## Exercise task
How many lines in the material below contain the string "target"? Give only the number.

* Begin Material to process *

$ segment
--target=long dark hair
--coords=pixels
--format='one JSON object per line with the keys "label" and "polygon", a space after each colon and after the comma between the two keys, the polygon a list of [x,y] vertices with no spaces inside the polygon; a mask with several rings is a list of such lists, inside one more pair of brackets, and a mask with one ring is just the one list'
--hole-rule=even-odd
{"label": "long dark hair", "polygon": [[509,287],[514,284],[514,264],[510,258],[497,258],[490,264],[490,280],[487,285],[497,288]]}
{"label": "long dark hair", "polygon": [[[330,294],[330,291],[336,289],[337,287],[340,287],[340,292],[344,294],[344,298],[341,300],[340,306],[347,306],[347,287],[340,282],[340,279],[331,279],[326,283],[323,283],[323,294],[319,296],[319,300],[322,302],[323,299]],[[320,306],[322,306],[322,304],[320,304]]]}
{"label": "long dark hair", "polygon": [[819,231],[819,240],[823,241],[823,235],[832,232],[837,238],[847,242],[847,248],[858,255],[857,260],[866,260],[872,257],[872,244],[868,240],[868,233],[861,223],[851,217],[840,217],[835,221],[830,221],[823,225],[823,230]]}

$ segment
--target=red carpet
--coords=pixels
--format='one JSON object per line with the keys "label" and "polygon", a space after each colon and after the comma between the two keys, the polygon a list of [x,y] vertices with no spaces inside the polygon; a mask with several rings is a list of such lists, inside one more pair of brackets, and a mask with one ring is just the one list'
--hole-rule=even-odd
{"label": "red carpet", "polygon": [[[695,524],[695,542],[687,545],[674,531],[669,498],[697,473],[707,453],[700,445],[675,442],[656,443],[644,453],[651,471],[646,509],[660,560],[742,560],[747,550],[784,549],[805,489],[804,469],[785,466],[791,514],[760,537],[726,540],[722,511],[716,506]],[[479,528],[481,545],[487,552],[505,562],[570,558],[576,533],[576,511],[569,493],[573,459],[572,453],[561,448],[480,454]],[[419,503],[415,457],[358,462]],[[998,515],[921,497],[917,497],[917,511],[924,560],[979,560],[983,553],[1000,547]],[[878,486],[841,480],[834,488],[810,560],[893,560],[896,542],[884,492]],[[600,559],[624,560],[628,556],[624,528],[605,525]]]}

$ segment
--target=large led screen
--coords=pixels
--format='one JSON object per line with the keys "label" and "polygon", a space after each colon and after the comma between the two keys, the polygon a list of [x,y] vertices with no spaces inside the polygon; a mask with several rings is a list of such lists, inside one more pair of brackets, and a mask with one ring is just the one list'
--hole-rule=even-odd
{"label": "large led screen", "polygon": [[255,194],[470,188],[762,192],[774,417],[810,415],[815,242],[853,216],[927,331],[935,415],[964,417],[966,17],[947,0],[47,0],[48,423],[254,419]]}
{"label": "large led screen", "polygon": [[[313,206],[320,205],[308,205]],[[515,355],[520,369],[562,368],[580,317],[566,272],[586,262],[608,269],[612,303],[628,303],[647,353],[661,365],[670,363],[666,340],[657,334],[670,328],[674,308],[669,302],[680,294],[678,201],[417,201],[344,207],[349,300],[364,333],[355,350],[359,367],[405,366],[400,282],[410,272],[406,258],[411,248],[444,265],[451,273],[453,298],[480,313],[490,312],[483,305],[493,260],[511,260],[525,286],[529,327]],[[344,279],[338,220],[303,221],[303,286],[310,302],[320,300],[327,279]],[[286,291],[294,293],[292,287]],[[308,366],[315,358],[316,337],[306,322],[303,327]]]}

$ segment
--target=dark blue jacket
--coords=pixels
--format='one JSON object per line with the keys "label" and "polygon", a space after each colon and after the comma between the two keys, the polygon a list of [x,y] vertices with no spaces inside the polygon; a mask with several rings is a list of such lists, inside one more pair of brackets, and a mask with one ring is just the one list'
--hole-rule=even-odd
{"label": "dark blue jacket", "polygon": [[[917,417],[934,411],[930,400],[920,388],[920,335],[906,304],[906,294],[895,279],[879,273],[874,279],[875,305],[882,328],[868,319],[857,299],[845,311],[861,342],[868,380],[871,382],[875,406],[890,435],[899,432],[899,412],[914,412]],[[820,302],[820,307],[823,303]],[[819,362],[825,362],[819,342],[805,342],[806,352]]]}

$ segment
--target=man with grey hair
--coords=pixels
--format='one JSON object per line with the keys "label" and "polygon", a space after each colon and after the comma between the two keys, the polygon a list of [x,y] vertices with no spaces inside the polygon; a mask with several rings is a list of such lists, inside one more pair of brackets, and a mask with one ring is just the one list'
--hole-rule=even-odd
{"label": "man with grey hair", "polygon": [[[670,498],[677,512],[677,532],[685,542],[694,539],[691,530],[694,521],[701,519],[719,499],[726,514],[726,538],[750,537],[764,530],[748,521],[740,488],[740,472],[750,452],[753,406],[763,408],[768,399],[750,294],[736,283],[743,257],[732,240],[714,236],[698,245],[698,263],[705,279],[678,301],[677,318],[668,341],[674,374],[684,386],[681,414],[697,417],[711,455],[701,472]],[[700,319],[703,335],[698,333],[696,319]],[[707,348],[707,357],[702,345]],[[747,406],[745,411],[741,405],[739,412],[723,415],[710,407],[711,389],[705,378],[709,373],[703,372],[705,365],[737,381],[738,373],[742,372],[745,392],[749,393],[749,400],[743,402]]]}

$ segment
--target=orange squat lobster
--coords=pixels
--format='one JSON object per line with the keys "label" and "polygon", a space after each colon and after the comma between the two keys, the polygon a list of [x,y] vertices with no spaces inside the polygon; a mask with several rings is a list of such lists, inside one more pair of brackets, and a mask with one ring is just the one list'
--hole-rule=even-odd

* End Material to process *

## Reply to the exercise
6